TEXT:
========================

Phil Jackson wasn't sure how effective Odom will be against the Hornets, or maybe even for a few games down the line. He described the condition as a "problematic kind of thing that's going to affect him for a while." And while noting Odom's overall activity level shouldn't suffer, the healing process could leave his game less refined.

"It shouldn't affect his activity," explained Jackson. "The only thing that's (affected) obviously is something that involves reaching. Shooting might be affected because of the length of his shot. The follow through."

Assuming the shoulder doesn't shelve Odom, one assumes the D-League reassignment widely expected for rookie Derrick Caracter remains on the near horizon. Fellow rook Devin Ebanks is part of the Bakersfield Jam as we speak, and Caracter has gotten the skinny from his buddy about life in the minors. It's not glamorous, but that's just fine. Caracter sees the assumed move as part of being a professional, and adopting a professional mindset is a big goal while mostly sitting for a championship caliber team.

Derrick has paid attention to examples set by guys like Kobe Bryant, Derek Fisher and Pau Gasol. He's also taken in lessons learned the hard way.

"I used to stay up late in the hotel," shared Caracter of habits broken while on the road. "I'd get into bed and whether watching some movies or talking on the phone, I'd find some games coach caught me off guard. He'd throw me in. I think we was playing away in Detroit and I stayed up kinda late that night and I played a good eight or nine minutes. I wasn't able to perform as well because my legs were just so heavy and I didn't get enough the night before. I was like, "I won't let that happen again."

========================

DATASET RECORDS:

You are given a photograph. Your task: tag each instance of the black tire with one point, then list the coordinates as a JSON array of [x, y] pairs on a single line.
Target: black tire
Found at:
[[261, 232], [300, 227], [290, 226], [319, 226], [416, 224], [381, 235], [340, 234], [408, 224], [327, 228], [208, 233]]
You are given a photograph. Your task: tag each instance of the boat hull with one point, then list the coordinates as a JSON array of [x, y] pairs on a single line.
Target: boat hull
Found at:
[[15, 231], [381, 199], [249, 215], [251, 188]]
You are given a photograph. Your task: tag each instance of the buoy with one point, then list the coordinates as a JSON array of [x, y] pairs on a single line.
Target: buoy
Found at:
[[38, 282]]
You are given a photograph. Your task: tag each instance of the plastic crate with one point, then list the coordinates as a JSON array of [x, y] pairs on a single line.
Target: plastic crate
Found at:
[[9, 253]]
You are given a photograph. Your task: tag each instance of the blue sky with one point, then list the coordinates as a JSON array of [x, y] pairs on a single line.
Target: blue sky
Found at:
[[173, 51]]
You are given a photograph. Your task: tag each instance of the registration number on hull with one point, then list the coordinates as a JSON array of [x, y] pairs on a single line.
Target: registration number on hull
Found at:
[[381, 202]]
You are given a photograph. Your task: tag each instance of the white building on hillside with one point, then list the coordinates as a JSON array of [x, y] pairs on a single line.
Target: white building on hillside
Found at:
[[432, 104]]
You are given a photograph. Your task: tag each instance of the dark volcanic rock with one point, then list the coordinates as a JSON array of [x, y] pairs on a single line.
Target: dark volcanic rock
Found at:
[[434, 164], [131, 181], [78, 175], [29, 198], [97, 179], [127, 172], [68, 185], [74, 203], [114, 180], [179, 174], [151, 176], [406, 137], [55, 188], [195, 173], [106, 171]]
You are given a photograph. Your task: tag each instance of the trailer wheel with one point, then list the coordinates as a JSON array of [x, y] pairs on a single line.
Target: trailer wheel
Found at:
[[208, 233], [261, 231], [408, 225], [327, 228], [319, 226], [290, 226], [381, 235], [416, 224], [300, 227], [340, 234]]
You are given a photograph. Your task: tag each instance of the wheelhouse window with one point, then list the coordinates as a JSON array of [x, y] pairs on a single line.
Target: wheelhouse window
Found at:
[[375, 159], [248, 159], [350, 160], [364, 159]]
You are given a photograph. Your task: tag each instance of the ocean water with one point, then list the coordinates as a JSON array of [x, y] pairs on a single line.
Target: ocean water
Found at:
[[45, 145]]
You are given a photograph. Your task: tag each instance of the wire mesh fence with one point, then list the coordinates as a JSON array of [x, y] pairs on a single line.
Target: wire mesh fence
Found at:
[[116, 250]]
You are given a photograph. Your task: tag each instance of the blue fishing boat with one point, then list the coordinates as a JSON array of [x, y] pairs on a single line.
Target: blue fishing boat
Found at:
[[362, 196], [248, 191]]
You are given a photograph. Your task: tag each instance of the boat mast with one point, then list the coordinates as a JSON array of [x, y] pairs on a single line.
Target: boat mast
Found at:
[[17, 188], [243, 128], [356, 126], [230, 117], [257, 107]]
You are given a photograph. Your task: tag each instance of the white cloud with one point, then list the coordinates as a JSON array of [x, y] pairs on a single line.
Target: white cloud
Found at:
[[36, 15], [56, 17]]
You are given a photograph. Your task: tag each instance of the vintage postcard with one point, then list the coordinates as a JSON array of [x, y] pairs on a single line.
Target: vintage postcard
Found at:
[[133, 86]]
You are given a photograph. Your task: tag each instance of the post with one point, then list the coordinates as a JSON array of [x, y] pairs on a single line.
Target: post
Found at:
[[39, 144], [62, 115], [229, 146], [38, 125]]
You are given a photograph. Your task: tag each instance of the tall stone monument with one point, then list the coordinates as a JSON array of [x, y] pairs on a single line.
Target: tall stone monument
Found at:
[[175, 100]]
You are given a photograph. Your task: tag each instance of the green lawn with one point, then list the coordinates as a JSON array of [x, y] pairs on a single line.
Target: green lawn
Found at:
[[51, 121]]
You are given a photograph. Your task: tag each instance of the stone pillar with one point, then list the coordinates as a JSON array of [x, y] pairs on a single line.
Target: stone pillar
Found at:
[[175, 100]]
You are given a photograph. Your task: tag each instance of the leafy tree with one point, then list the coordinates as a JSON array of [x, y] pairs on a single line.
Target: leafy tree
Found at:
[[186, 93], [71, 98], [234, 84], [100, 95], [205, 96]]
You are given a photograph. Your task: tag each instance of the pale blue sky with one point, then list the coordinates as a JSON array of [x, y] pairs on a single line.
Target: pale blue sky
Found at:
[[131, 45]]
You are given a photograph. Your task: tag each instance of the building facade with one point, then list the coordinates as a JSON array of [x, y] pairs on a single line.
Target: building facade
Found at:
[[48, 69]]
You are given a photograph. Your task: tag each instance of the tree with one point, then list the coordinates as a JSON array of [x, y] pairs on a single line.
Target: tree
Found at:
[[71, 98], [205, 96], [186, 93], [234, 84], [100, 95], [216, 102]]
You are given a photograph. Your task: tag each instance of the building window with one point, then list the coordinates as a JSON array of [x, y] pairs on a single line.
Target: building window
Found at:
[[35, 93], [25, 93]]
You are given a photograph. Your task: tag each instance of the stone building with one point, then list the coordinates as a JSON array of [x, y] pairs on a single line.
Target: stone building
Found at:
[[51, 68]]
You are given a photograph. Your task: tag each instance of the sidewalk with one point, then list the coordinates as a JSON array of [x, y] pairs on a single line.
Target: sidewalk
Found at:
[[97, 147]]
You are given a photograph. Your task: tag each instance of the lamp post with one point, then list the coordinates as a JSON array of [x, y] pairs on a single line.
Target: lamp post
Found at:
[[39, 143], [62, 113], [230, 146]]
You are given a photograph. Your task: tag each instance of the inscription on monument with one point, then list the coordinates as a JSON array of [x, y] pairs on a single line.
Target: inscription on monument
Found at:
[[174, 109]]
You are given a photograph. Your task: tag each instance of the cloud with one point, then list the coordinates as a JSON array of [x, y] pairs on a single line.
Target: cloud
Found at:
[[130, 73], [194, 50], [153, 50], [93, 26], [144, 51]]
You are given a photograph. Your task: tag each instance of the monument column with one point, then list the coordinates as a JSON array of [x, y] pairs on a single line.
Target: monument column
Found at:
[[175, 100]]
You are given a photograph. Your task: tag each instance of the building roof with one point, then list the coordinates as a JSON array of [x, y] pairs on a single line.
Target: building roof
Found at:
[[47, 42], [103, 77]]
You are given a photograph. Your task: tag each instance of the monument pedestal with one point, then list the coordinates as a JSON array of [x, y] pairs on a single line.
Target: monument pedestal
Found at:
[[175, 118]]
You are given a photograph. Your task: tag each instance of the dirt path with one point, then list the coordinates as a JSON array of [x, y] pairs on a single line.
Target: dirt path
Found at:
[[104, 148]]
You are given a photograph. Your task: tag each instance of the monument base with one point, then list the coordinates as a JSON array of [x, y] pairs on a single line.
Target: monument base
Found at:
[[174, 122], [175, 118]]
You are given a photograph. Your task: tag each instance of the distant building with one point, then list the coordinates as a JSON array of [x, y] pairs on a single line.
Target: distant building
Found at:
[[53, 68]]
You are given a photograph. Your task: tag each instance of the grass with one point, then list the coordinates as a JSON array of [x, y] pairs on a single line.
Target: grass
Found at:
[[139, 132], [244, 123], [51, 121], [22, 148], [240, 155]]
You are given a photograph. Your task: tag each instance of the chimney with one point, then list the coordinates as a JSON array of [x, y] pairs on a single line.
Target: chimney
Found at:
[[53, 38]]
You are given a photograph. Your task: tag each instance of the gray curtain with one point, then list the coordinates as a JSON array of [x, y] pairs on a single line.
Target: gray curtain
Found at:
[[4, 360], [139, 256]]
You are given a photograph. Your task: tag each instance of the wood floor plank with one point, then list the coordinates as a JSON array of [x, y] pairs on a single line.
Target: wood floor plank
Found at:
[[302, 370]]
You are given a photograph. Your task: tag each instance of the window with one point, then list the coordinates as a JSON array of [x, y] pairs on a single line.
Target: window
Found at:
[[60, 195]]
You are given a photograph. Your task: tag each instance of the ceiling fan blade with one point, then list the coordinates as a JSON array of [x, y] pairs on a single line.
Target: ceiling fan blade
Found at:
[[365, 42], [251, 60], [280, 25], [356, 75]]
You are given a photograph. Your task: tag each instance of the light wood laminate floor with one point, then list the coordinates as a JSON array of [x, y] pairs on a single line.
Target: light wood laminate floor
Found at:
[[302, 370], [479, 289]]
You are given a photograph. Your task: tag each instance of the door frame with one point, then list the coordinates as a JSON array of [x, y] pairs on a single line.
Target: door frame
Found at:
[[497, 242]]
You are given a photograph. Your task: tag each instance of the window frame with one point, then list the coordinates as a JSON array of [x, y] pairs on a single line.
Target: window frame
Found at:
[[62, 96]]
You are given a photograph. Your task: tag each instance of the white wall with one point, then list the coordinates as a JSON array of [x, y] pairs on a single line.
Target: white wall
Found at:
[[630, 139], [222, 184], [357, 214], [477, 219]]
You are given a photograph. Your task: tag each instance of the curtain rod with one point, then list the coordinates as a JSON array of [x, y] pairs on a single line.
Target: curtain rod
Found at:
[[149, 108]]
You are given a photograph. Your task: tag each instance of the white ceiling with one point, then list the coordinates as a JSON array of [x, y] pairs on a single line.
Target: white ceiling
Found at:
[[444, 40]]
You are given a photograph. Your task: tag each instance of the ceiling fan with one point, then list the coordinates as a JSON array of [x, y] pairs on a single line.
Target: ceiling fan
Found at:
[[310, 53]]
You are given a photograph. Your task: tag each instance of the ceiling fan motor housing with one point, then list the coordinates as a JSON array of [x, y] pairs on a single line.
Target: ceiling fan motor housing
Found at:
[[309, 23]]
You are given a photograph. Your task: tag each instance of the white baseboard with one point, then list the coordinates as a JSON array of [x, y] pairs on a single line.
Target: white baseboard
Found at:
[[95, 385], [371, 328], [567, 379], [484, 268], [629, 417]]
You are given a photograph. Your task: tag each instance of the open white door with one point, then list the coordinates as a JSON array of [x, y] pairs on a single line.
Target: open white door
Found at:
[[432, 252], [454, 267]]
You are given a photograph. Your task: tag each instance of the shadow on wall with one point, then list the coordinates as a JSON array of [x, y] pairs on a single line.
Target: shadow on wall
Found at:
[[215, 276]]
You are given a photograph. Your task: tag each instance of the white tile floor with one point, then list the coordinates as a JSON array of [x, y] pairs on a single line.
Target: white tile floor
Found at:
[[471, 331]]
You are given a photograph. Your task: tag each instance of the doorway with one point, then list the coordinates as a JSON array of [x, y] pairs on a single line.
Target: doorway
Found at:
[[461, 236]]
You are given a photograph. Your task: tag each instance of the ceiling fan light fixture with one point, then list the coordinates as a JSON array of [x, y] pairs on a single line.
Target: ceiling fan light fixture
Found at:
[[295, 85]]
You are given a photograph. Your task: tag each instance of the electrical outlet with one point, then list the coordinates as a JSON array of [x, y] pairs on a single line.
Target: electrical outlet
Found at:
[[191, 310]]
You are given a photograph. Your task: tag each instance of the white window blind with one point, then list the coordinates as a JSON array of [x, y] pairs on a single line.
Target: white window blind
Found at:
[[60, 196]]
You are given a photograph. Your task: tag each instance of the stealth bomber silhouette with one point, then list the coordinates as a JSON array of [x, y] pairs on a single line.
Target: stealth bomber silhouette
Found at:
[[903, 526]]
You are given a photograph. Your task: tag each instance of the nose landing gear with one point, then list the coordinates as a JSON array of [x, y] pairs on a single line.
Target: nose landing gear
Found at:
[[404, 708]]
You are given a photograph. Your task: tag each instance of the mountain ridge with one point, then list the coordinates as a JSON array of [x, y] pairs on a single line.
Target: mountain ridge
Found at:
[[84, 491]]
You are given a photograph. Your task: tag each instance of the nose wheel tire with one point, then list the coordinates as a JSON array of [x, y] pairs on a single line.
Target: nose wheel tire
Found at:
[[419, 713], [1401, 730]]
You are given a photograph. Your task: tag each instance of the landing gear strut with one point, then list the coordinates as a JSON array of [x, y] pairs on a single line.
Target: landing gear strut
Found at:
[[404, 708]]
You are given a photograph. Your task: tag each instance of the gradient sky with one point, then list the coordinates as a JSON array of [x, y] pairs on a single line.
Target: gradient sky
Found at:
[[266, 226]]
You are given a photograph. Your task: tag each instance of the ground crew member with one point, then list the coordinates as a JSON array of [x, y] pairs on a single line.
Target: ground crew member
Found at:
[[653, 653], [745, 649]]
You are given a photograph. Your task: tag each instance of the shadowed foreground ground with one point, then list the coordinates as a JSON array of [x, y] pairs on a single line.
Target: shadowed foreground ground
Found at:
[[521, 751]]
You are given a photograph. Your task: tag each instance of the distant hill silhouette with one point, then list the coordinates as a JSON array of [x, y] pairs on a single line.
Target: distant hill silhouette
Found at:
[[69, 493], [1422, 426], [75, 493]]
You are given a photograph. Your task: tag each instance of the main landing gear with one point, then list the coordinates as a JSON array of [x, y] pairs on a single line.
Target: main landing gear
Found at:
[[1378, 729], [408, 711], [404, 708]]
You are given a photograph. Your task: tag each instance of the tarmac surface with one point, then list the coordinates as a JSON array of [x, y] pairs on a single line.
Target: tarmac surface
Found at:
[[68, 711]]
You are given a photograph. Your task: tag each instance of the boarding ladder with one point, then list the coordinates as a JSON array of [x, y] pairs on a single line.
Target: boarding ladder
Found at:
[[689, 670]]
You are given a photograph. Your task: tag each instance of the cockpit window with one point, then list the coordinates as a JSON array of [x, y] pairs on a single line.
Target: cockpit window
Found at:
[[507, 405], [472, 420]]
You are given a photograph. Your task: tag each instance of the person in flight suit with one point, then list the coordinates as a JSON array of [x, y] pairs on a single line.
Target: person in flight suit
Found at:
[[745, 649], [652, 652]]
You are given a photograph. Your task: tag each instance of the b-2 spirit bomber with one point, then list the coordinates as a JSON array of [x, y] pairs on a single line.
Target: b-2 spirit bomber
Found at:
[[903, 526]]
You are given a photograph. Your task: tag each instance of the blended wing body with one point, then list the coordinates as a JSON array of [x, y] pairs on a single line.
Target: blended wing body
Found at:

========================

WHAT THE EXERCISE ASKS:
Copy verbatim the part of the basketball text between "Assuming the shoulder" and "championship caliber team.", inclusive.

RESULT:
Assuming the shoulder doesn't shelve Odom, one assumes the D-League reassignment widely expected for rookie Derrick Caracter remains on the near horizon. Fellow rook Devin Ebanks is part of the Bakersfield Jam as we speak, and Caracter has gotten the skinny from his buddy about life in the minors. It's not glamorous, but that's just fine. Caracter sees the assumed move as part of being a professional, and adopting a professional mindset is a big goal while mostly sitting for a championship caliber team.